* Source text *

------------------------

The reaction to Amazon.com's (NASDAQ:AMZN) new cashier-less store was predictable.

The New York Post called it out on its cover as "the next major job killer" with images of Amazon robots taking over. Forbes said that such stores would "eliminate thousands of jobs."

Amazon Go

The new Amazon Go store. Image source: Amazon.

Indeed, the new store concept, dubbed Amazon Go, which has a network of cameras that detect what customers take off the shelves so it can charge them without them going though a checkout process, would seem to threaten the jobs of cashiers across the country, and there are a lot of them. According to the Bureau of Labor Statistics, there are nearly 1 million supermarket cashiers in the country, and 3.4 million cashiers across all of retail. 

But the notion that Amazon is "killing jobs" seems to be misguided for a number of reasons. 

Operating in industries that essentially did not exist before its founding 21 years ago, Amazon had 306,800 employees as of its third-quarter report, an increase of 38% from a year ago. By entering disruptive, potentially "job-killing" industries like e-commerce, e-books, and even video streaming, Amazon is becoming one of the country's largest employers. By comparison, Costco (NASDAQ:COST), the leading warehouse retailer -- with revenue nearly equal to Amazon -- employs just 117,000 people. From an employment perspective, Amazon offers a much better model, and through externalities, Amazon helps employ thousands of other Americans, like vendors who sell on its marketplace and delivery truck drivers tasked with delivering the approximately 1.6 million packages it ships a day.  

Amazon also plans to hire 120,000 temporary workers this holiday season. After last year's holiday hiring surge, it kept 14,000 of its seasonal workers on as full-timers. 

Jobs aren't easy to predict

It seems like a simple conclusion that the effect of a store concept like Amazon Go would be to eventually eliminate cashiers' jobs, but it's far from a foregone conclusion. Amazon has just started beta testing its store, so it's too soon to even say if such a model will go national, but technology that automates order-taking and payment is not new. Automated checkouts have been around for more than 20 years, but have not gone fully mainstream because they are prone to difficulty, in part because they are designed to prevent shoplifting -- something a human does much better than a machine.

------------------------

Records from a dataset:
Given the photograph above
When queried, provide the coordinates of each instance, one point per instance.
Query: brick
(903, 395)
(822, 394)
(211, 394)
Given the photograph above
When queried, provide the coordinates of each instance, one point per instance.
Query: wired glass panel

------------------------

* Required work *
1. According to the article on Amazon's cashier-less store, how many employees did Amazon have as of its third-quarter report?
2. Write out every line of the records again, requests included, adding 148 to each coordinate in the answers.
The records have no connection to the text.

* Answers to the problems *
1. Amazon had 306,800 employees.

2.
Given the photograph above
When queried, provide the coordinates of each instance, one point per instance.
Query: brick
(1051, 543)
(970, 542)
(359, 542)
Given the photograph above
When queried, provide the coordinates of each instance, one point per instance.
Query: wired glass panel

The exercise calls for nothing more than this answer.